» GOAL OF THE EXERCISE: Repeat, exactly as written, all of the entries, but not their pictures.

» INPUT:
======

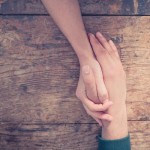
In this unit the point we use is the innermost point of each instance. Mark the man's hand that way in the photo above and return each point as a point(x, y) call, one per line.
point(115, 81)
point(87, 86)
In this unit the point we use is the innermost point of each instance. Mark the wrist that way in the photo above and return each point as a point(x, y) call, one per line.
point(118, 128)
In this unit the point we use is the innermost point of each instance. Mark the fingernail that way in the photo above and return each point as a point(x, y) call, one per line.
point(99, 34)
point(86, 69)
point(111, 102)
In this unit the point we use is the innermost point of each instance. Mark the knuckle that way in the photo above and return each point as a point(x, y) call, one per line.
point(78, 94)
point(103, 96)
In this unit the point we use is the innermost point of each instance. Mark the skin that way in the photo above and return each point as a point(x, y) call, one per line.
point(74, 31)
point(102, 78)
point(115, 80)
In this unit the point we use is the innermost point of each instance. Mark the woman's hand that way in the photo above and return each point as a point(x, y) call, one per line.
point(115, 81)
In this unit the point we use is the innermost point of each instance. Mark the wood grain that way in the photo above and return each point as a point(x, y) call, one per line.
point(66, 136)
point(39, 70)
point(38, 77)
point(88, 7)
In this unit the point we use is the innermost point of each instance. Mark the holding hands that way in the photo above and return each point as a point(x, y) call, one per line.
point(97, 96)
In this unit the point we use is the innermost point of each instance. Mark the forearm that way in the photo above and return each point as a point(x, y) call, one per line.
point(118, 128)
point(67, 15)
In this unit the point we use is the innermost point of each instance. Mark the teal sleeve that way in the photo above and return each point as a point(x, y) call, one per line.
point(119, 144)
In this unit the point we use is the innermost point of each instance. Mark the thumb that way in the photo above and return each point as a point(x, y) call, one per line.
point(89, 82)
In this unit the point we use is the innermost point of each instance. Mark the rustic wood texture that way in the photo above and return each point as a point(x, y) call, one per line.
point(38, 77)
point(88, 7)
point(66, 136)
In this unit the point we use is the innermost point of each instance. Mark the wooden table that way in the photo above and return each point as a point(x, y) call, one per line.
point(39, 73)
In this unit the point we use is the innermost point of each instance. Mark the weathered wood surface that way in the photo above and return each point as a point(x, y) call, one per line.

======

» ANSWER SECTION:
In this unit the point we use is the innermost point of each instance. Mark the man's hand that way in the photo above and return each point as a point(x, y) call, one per line.
point(115, 81)
point(87, 86)
In this unit the point we use is the innermost point of each instance. Mark the wrist that way in the photo above and return each point as a point(x, y) call, one per line.
point(118, 128)
In this unit the point we use is the innermost point of each instance. Mark the fingernail that way in the photo above and return each point as a point(x, y) call, one per line.
point(99, 34)
point(86, 69)
point(111, 102)
In this unit the point we use is the innermost point of each instance. Mark the knuckle that way in the photo above and return each point as a point(x, y) call, one per line.
point(78, 94)
point(103, 96)
In this unit the point we use is the innermost point of each instance. Mark the skin that way in the photo above and return each point as a point(x, y) call, one per line.
point(74, 31)
point(102, 78)
point(115, 80)
In this unit the point we use is the innermost point of each instance. Mark the woman's hand that way in the photo above and return each point as a point(x, y) call, one per line.
point(115, 81)
In this unit the point we use is the innermost point of each instance. Mark the wood grain that way in the photo above and return each point as a point(x, y) call, one per line.
point(66, 136)
point(39, 70)
point(38, 77)
point(88, 7)
In this unit the point we use is the innermost point of each instance. Mark the holding hands that way in the photo above and return each point as a point(x, y) call, one per line.
point(97, 96)
In this unit the point we use is the innermost point of each instance. Mark the forearm that way in the photo above and return each point as a point(x, y) call, one per line.
point(118, 128)
point(67, 15)
In this unit the point we use is the innermost point of each instance. Mark the teal sleeve that way in the photo above and return each point as a point(x, y) call, one per line.
point(119, 144)
In this unit the point we use is the innermost point of each instance. Mark the thumb that way in the photo above and return each point as a point(x, y) call, one per line.
point(89, 82)
In this unit the point we use is the innermost point of each instance. Mark the rustic wood texture that way in the photo above and return each point as a point(x, y) call, one per line.
point(38, 77)
point(88, 7)
point(66, 136)
In this unit the point we use is the innermost point of each instance. Mark the wooden table that way in the photo above and return each point as a point(x, y) call, one per line.
point(39, 73)
In this unit the point we use is the innermost point of each instance. Mark the weathered wood surface that way in the photo above and return each point as a point(x, y) call, one per line.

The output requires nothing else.